Passage shown:

We’ve all been there- rent out a unit to a model tenant, one that always pays rent in time, isn’t one to host loud parties, and is proactive about house maintenance. A year or so down the line, something happens that disrupts the rhythm you and your tenant have created. They lose their job, perhaps, or maybe their business isn’t doing well anymore.
It’s difficult and often overwhelming to figure out how to deal with such a situation. While honoring the relationship you’ve built with your tenant, you should to handle the situation in a way that is legally acceptable and protects your business. Here are five steps you should follow when your tenant is unable to pay rent.
1. Ensure open communication
The ideal tenant will typically call in or send an email to inform you that the rent check may be delayed. Whenever the tenant reaches out to tell you they may be unable to pay rent on time, it’s essential to come up with written and signed documentation of when you should expect to receive the money. This document will not only make it possible for you to hold your tenant accountable when that time comes but will also serve as an important legal document should you need to evict the tenant later.
After talking to your tenant, you ought to fill out whether their current financial situation will be short-lived, or whether it might last for a while. This clarification will help you figure out whether or not to extend the grace period- for example, if your tenant projects that things would be better one or two months down the road, it may not make sense to evict anyway and then have to look for a new tenant.
2. Help come up with a solution.
Having an open and straightforward conversation with your tenant may help you develop a solution to the problem or at least come close. Try to be proactive. For example, allowing the tenant pay a reduced amount of rent for a certain period of time will ensure that you’re not losing too much money, and will also give the tenant the time to get their affairs in order.
You’ll understand why your tenant is having difficulties paying rent through this conversation, and you may find different ways to help. If, for instance, they’re unable to pay because they’re recently divorced or recently got out of a job, they may be eligible for federal benefits and allowances. Pointing them towards the local council to claim help would, therefore, be very helpful and proactive.
3. What does your lease say?

Task 1:
Answer these questions using the passage on tenants who cannot pay rent.
(a) How many steps does the passage say a landlord should follow when a tenant is unable to pay rent?
(b) Besides letting the landlord hold the tenant accountable, what does the written and signed documentation serve as?
(c) Where does the passage suggest pointing a tenant who is recently divorced or recently out of a job to claim help?
Task 2:
Reproduce a portion of the passage on tenants who cannot pay rent, beginning at the words "After talking to" and stopping after the words "with a solution.".
Task 3:
Carry on the passage about tenants who cannot pay rent, picking up after its last line.

Dataset extract:

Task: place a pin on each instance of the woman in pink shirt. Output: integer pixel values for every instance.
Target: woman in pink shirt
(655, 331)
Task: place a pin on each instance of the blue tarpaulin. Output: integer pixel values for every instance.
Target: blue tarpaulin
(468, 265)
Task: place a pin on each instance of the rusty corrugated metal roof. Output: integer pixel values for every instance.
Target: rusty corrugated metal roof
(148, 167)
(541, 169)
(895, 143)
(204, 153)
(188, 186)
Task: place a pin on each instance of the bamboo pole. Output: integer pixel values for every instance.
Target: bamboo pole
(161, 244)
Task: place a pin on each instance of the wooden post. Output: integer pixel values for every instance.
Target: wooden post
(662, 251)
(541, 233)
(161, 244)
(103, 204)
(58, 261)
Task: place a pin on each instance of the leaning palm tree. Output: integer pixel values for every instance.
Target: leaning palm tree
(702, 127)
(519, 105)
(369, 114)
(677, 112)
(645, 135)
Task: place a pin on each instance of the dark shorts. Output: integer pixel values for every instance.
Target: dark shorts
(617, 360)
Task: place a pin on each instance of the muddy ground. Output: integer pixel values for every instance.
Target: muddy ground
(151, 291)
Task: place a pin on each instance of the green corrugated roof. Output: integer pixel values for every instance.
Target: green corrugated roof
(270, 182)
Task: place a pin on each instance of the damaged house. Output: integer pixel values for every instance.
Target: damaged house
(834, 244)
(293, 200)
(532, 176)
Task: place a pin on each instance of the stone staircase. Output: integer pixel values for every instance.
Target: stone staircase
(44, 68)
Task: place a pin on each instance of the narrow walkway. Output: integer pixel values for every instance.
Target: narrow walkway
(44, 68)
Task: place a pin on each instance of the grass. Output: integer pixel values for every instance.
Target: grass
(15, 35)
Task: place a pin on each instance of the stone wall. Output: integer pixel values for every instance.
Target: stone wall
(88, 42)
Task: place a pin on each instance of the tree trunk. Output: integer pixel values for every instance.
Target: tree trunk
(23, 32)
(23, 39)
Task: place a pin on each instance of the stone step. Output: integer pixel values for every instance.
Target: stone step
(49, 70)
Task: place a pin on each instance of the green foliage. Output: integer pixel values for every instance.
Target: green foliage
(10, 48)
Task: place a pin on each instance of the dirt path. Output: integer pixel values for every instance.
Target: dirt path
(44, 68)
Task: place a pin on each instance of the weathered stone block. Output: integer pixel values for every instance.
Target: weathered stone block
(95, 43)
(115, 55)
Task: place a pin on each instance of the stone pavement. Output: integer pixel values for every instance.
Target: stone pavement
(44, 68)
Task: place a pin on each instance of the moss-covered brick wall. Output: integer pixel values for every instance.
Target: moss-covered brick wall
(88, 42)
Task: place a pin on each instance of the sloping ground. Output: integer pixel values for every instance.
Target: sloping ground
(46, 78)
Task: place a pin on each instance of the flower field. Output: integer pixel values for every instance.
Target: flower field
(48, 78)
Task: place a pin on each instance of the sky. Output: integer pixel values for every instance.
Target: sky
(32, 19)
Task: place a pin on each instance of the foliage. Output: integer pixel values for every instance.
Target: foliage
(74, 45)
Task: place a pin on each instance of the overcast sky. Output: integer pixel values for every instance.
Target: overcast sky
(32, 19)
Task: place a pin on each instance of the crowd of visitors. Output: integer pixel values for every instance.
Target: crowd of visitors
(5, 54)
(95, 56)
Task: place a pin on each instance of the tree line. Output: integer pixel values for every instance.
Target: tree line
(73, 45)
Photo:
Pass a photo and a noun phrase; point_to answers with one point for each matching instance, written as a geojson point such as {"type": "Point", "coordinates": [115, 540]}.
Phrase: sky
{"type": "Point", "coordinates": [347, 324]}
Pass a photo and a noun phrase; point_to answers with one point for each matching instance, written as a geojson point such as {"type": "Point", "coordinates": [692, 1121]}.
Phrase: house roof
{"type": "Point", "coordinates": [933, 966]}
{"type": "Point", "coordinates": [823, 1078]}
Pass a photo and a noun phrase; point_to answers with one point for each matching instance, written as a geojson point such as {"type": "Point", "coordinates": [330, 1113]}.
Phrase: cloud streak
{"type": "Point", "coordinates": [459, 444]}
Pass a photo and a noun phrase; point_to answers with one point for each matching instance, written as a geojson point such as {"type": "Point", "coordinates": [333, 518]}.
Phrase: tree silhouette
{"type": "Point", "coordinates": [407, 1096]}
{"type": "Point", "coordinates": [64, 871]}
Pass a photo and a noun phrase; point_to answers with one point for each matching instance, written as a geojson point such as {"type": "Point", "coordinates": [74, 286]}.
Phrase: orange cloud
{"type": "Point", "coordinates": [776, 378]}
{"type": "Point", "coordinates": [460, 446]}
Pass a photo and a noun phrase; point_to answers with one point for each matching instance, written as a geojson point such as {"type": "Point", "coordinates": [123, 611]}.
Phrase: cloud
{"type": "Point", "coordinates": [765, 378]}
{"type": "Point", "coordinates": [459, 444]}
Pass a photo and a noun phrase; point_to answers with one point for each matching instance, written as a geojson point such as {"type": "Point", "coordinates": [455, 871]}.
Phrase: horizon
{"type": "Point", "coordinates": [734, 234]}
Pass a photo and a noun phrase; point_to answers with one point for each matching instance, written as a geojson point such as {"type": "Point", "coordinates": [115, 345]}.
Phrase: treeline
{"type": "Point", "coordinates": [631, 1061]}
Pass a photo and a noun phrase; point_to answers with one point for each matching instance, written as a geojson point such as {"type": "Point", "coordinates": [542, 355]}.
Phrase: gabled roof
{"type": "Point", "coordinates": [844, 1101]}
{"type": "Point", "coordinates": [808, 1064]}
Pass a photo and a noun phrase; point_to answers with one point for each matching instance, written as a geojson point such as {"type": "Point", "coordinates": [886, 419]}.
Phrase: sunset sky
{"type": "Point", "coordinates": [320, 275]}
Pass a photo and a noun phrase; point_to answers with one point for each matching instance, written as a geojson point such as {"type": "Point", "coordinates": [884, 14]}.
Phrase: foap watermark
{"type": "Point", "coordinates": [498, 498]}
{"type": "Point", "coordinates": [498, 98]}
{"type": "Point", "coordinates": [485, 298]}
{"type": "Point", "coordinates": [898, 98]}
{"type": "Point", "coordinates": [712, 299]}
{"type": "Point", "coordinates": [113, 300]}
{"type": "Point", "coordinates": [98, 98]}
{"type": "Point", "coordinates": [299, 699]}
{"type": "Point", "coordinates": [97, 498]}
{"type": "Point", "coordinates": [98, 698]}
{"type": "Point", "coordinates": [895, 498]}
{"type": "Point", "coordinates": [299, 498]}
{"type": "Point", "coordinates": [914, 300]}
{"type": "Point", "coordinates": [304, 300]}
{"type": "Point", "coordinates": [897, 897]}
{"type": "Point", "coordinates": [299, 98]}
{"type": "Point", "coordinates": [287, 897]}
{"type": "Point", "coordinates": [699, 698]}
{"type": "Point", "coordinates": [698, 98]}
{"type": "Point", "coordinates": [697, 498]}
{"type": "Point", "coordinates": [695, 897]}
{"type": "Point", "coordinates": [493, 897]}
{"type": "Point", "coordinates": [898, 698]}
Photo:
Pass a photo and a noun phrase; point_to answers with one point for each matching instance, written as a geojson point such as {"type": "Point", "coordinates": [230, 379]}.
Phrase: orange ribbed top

Answer area 1:
(a) Five steps.
(b) An important legal document, should the landlord need to evict the tenant later.
(c) The local council.

Answer area 2:
After talking to your tenant, you ought to fill out whether their current financial situation will be short-lived, or whether it might last for a while. This clarification will help you figure out whether or not to extend the grace period- for example, if your tenant projects that things would be better one or two months down the road, it may not make sense to evict anyway and then have to look for a new tenant.
2. Help come up with a solution.

Answer area 3:
Whenever you rent out a unit in your building to a tenant, it’s important to point out the exact terms and conditions when it comes to paying rent. Include a clause in your lease that talks about the grace period you would typically extend a tenant to pay rent, and the steps you would take if this period elapses before they send you the funds.
By signing the lease, the tenant, therefore, becomes legally bound to these terms. Going back to the lease will direct how you should approach such a situation without violating the landlord-tenant contract.
4. Draft up a proper pay or vacate notice.
If the grace period elapses before the tenant pays rent, you ought to deliver a properly written eviction notice. This documentation will serve as a vital tool should the eviction case end up in court. Even if you don’t plan on evicting the tenant, serving this notice will convey that you’re serious about the rental agreements you have.
Before sending out a notice for your tenant to vacate, it’s crucial to ensure that the document meets all the legal guidelines and requirements. Make sure to keep your language formal, neutral, and as respectful as possible.
5. Evicting your tenant
Although it helps to be an understanding and patient landlord, putting up with a tenant that defaults rent isn’t the best financial decision to make. If the tenant has a history of defaulting, especially, you may have to evict them from your property and find a better occupant. Remember, rental units require lots of resources to maintain, and the loss of income from a problem tenant will not do you any favors.
However, before you execute the eviction, you must make sure the notices you issue are legal and properly written. You should consult with a professional eviction service or your lawyer to ensure the eviction is handled as smoothly and professionally as possible.